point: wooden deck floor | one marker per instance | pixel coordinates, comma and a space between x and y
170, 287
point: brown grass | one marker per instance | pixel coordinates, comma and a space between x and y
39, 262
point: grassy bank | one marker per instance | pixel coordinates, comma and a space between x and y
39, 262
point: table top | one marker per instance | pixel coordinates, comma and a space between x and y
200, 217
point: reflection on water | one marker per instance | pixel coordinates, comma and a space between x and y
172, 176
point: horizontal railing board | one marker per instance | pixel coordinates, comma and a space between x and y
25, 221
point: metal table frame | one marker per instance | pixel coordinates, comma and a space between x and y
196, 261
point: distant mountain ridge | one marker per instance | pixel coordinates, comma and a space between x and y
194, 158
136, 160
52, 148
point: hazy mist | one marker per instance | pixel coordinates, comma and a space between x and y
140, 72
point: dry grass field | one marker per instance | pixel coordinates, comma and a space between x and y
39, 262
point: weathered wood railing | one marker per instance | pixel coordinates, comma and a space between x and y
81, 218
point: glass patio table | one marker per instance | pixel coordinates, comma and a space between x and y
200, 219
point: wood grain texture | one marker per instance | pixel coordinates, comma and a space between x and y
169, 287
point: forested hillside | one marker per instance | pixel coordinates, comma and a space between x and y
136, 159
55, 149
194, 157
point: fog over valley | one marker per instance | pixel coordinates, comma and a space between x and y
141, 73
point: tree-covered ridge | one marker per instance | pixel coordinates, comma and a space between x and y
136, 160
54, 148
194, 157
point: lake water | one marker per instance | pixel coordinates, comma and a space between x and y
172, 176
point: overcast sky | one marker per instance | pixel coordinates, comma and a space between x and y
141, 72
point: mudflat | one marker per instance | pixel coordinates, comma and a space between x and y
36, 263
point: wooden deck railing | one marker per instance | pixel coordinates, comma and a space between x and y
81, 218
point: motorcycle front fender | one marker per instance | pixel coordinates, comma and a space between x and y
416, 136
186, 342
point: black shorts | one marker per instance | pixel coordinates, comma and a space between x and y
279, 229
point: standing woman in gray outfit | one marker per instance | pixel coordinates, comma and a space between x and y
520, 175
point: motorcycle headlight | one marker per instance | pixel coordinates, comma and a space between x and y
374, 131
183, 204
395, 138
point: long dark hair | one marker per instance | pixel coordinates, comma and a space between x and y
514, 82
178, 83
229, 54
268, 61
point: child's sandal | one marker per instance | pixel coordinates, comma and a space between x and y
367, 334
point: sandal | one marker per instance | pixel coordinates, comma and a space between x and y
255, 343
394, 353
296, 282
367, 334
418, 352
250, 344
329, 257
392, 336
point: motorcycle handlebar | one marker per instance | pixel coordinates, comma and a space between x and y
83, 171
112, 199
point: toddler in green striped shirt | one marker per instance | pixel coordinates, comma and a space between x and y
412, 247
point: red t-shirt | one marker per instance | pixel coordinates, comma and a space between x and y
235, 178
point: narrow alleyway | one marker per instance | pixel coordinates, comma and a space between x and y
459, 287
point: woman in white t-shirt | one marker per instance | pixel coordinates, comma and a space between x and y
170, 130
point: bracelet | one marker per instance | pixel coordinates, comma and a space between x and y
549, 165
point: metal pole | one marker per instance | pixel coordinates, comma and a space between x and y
============================================================
Stated goal - Reproduce word for word every line from the one containing "point: child's sandal" through the final line of the rows, including both.

Final result -
point: child's sandal | one marker per instance | pixel coordinates, comma and a space between x and y
367, 334
point: sandal | one marker per instance | pixel coordinates, comma and a space between x and y
255, 343
394, 353
296, 282
367, 334
418, 352
250, 344
329, 257
392, 336
point: motorcycle handlebar | one marker per instance | pixel coordinates, comma and a space between x and y
83, 171
112, 199
point: toddler in green striped shirt | one marker per instance | pixel coordinates, comma and a space between x and y
412, 247
point: red t-shirt | one marker per instance | pixel coordinates, comma and a space between x and y
235, 178
point: narrow alleyway | one marker per instance | pixel coordinates, comma and a space between x and y
459, 287
point: woman in white t-shirt | one marker per instance | pixel coordinates, comma and a space between x and y
170, 130
point: bracelet | one marker per instance | pixel coordinates, comma and a space between x and y
549, 165
point: metal pole | one marker per instance | pixel coordinates, comma and a space between x and y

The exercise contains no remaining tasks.